O Sr. José Manuel Mendes (PCP): - Sr. Presidente, Srs. Deputados: Pretendemos hoje evocar, nesta Câmara, uma das mais imperecíveis personalidades da cultura portuguesa: Aquilino Ribeiro. Enseja-o uma efeméride que propiciará, assim o desejamos, vastas comemorações: o centenário do seu nascimento. Reclama-o a estatura singularíssima da obra que nos legou, o percurso combativo e honrado de uma vida exausta na calcinação lenta dos velhos muros do obscurantismo.

De muitas viagens se impregnou o bornal deste nómada intrépido que levava a Pátria no sangue: do Carregal da Tabosa a Paris, da Soutosa a Lisboa, o seu verdadeiro itinerar foi o da humana avidez do devir, numa instante relação de comunhão e recusa com a realidade do mundo. As rudes vicissitudes como as horas fagueiras industriaram-lhe o engenho com os nutrientes da experiência, mas nunca deixou de vergastar as injustiças, batendo-se pela sua erradicação sem desfalecimentos. A amarga sedimentação de dissabores e tormentos, sendo legítima, não o dessorou nem o compeliu à inacção. Pelo contrário, dele se dirá, como Sá de Miranda, num verso tornado lugar-comum, aqui uma vez mais reabilitado, que era homem «de antes quebrar que torcer». Por isso, ao longo dos anos, militando em sucessivas gerações de rebeldes, pôde merecer o apreço dos camaradas de letras e dos democratas, dos leitores e amigos ou companheiros de acaso num exemplar gregarismo.

---

■ Instrução escrita A
Imprima o trecho do discurso sobre Aquilino Ribeiro que começa em "O Sr. José Manuel" e segue até "muros do obscurantismo.".
■ Instrução escrita B
No discurso sobre Aquilino Ribeiro, que data comemorativa motiva a homenagem ao escritor?
■ Instrução escrita C
Continue o discurso sobre Aquilino Ribeiro a partir do ponto em que ele para.

■ Linhas de dados
---

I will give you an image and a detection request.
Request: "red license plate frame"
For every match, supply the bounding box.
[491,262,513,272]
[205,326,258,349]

---

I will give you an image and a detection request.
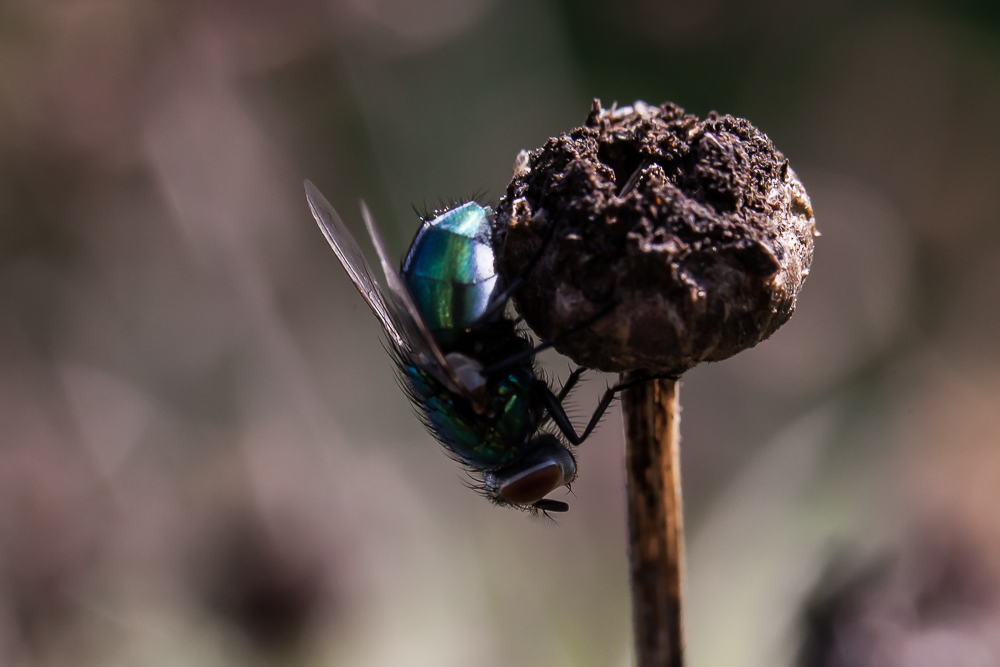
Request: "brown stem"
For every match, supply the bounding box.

---

■ Resposta A
O Sr. José Manuel Mendes (PCP): - Sr. Presidente, Srs. Deputados: Pretendemos hoje evocar, nesta Câmara, uma das mais imperecíveis personalidades da cultura portuguesa: Aquilino Ribeiro. Enseja-o uma efeméride que propiciará, assim o desejamos, vastas comemorações: o centenário do seu nascimento. Reclama-o a estatura singularíssima da obra que nos legou, o percurso combativo e honrado de uma vida exausta na calcinação lenta dos velhos muros do obscurantismo.

■ Resposta B
O centenário do seu nascimento.

■ Resposta C
Desde cedo, Aquilino participou nas lutas das correntes progressistas do seu tempo. Tendo vindo residir para Lisboa em 1906, logo o ambiente republicano revolucionário o mobilizou. No período agitado que se seguiu, conheceu o drama, o cárcere, a fuga e o exílio. O País vibrava de ideias novas, multiplicavam-se os comícios e as actividades políticas de diverso matiz, desenvolvia-se, em Coimbra, uma greve estudantil de largas proporções, o desacreditado governo monárquico impunha a lei celerada enquanto se procedia ao encerramento do Parlamento; a fronteira da mudança surgia no horizonte do olhar e seria ultrapassada, em 5 de Outubro, com uma imensa saga de expectativas fraternas. É neste clima que ocorre, no quarto do escritor, um rebentamento que determinará a radical metamorfose do seu quotidiano.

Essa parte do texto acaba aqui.